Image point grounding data
BEGIN

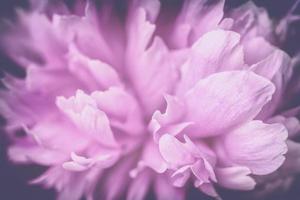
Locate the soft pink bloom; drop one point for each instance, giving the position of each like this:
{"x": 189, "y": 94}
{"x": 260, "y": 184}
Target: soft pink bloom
{"x": 115, "y": 103}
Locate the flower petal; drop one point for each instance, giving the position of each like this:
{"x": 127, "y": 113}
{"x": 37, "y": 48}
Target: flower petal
{"x": 236, "y": 178}
{"x": 173, "y": 151}
{"x": 258, "y": 146}
{"x": 225, "y": 100}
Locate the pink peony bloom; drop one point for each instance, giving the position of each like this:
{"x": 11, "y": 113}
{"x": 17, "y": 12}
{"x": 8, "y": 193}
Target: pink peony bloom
{"x": 115, "y": 103}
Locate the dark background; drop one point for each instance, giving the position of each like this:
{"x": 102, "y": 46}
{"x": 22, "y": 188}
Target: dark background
{"x": 14, "y": 178}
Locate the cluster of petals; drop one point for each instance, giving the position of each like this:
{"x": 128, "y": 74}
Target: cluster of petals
{"x": 117, "y": 102}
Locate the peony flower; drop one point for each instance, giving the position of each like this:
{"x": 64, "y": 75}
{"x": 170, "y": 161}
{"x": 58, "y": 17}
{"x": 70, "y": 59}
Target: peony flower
{"x": 120, "y": 99}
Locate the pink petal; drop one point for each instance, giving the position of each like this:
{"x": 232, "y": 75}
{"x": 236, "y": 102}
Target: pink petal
{"x": 258, "y": 146}
{"x": 236, "y": 178}
{"x": 215, "y": 51}
{"x": 173, "y": 151}
{"x": 215, "y": 110}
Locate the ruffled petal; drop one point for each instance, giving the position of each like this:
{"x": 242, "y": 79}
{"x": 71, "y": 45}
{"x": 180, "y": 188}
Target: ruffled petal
{"x": 215, "y": 110}
{"x": 258, "y": 146}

END

The response should contain every record above exactly as written, and none of the pictures.

> Answer below:
Locate the soft pink bloom; drop one point for each instance, giving the position of each like this:
{"x": 189, "y": 94}
{"x": 260, "y": 184}
Target: soft pink bloom
{"x": 115, "y": 103}
Locate the flower petal; drop one point for each instance, giving the position of each like this:
{"x": 127, "y": 113}
{"x": 37, "y": 48}
Target: flower petal
{"x": 236, "y": 178}
{"x": 173, "y": 151}
{"x": 258, "y": 146}
{"x": 225, "y": 100}
Locate the pink peony bloom; drop one point for each instance, giving the position of each like this:
{"x": 11, "y": 113}
{"x": 17, "y": 12}
{"x": 8, "y": 193}
Target: pink peony bloom
{"x": 115, "y": 103}
Locate the dark background; drop one point for each instance, giving the position of each like this:
{"x": 102, "y": 46}
{"x": 22, "y": 188}
Target: dark background
{"x": 14, "y": 178}
Locate the cluster of petals; drop one point for each instance, giving the position of each like this:
{"x": 128, "y": 74}
Target: cluster of petals
{"x": 117, "y": 102}
Locate the peony flower; drop one point for each instance, giving the position of each like this:
{"x": 64, "y": 75}
{"x": 170, "y": 161}
{"x": 58, "y": 17}
{"x": 70, "y": 59}
Target: peony flower
{"x": 120, "y": 99}
Locate the pink petal; drop one point for each instance, giving the position of each like this:
{"x": 232, "y": 75}
{"x": 236, "y": 102}
Target: pink petal
{"x": 258, "y": 146}
{"x": 236, "y": 178}
{"x": 215, "y": 51}
{"x": 173, "y": 151}
{"x": 215, "y": 110}
Locate the ruffled petal; drop one point for each instance, giving the position of each like this:
{"x": 242, "y": 79}
{"x": 71, "y": 45}
{"x": 180, "y": 188}
Target: ruffled petal
{"x": 215, "y": 110}
{"x": 258, "y": 146}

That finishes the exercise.